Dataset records
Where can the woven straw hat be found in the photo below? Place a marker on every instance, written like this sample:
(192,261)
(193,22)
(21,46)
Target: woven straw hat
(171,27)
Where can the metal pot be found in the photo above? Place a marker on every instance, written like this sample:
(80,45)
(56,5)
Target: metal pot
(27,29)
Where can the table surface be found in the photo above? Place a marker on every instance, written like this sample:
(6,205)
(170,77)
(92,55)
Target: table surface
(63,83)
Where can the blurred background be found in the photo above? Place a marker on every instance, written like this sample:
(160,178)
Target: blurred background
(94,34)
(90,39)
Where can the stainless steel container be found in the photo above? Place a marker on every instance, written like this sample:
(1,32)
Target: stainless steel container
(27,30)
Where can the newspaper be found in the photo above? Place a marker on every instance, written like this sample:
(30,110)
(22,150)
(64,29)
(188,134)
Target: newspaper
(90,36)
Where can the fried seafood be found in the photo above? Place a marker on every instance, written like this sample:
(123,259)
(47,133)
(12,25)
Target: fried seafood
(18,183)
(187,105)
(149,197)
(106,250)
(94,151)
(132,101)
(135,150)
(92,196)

EXERCISE BRIEF -> The entire set of records should be returned exactly.

YOUR SOLUTION ->
Where can the woven straw hat be found in the photo below? Place a marker on every instance, written like this sample:
(192,261)
(193,22)
(21,46)
Target: woven straw hat
(171,27)
Where can the metal pot be found in the photo above? Place a marker on every instance, written like this sample:
(80,45)
(56,5)
Target: metal pot
(27,29)
Where can the table surface be found in the photo above? Place a marker on every instance, written like this sample:
(6,205)
(170,77)
(92,55)
Target: table surface
(63,83)
Where can the blurred background be found in the photo above? Place a marker on every instance, written like this sample:
(160,178)
Target: blurred background
(94,34)
(90,39)
Where can the stainless steel container be found in the photo above? Place a marker on every instance, written like this sample:
(1,32)
Target: stainless steel container
(27,30)
Where can the newspaper be found in the photo above? Place a marker on every instance, written like this sample:
(30,110)
(22,150)
(64,29)
(188,134)
Target: newspaper
(90,36)
Where can the fried seafood be found in the photo above? Place a marker on every instance, written like this sample:
(123,259)
(47,133)
(12,25)
Target: fried seafood
(18,183)
(187,105)
(149,197)
(106,250)
(94,151)
(132,101)
(135,150)
(92,196)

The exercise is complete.